Input for this task:
=-=-=

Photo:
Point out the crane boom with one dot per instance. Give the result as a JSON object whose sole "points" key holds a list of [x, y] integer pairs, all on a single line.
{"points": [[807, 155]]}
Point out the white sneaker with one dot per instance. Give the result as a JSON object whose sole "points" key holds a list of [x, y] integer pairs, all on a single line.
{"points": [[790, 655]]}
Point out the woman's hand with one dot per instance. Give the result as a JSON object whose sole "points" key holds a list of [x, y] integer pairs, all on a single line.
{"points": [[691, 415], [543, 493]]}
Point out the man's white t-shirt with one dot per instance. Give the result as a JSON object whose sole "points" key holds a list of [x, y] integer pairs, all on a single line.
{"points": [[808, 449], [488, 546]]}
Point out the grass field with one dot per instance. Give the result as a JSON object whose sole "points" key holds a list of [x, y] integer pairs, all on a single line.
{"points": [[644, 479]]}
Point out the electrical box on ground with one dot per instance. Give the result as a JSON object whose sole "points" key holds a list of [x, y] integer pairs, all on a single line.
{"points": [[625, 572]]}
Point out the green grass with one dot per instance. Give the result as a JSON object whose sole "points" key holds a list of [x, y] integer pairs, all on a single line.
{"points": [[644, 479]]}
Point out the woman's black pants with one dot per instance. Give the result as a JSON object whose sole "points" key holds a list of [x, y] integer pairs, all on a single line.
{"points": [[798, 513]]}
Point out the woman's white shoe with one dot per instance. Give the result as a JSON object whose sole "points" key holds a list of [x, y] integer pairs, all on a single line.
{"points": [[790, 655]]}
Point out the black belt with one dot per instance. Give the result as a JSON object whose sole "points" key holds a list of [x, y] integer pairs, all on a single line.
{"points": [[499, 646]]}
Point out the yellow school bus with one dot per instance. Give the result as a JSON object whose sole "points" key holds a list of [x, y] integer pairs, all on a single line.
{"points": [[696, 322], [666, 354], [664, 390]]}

=-=-=

About this task:
Nothing in the listing may be changed; retype it all exactly.

Exercise result:
Photo:
Point out the crane boom with one dot per instance. Give the result as a JSON object whose sole "points" key holds a list of [x, y] integer pairs, all on a single line.
{"points": [[807, 155]]}
Point out the white sneaker with one dot per instance. Give the result as a JSON object whose sole "points" key holds a list of [x, y] integer pairs, all on a single line.
{"points": [[790, 655]]}
Point out the woman's hand with one dot per instance. Give the result as a JSON object whose sole "points" key holds a list of [x, y] integer pairs, all on a single line.
{"points": [[691, 415], [543, 493]]}
Point out the man's white t-shirt with one dot per instance. Give the result as a JSON object whose sole "points" key holds a list of [x, y] integer pairs, all on a single line.
{"points": [[808, 449], [488, 546]]}
Point out the grass field with one dot per instance. Give the result as a JSON object whose sole "points" key holds a list of [x, y] integer pairs, all on a single line.
{"points": [[644, 479]]}
Point out the electrical box on ground with one dot per instance. Give the result as a JSON object whose sole "points" key holds a list of [x, y] integer pairs, all on a single line.
{"points": [[625, 572]]}
Point out the green grass with one dot per instance. Give the result as a JSON object whose sole "points" key holds a list of [x, y] integer pairs, all on a single line.
{"points": [[644, 479]]}
Point out the woman's black pants with one dot per instance. Give the result as a JSON object whose sole "points" key holds a list of [x, y] integer pairs, all on a single line.
{"points": [[798, 513]]}
Point out the woman's white shoe with one dot per instance. Give the result as a JSON object whose sole "points" key holds a list of [x, y] integer pairs, all on a single line.
{"points": [[790, 655]]}
Point out the black belt with one dot per instance. Give the result as a JSON object whose sole "points" key holds a list of [x, y] integer pairs, all on a single line.
{"points": [[499, 646]]}
Point out the yellow school bus with one dot per instance. Give the result as a JSON object whose sole "points" key holds a list of [x, y] integer pairs, all on a single line.
{"points": [[696, 322], [666, 354], [664, 390]]}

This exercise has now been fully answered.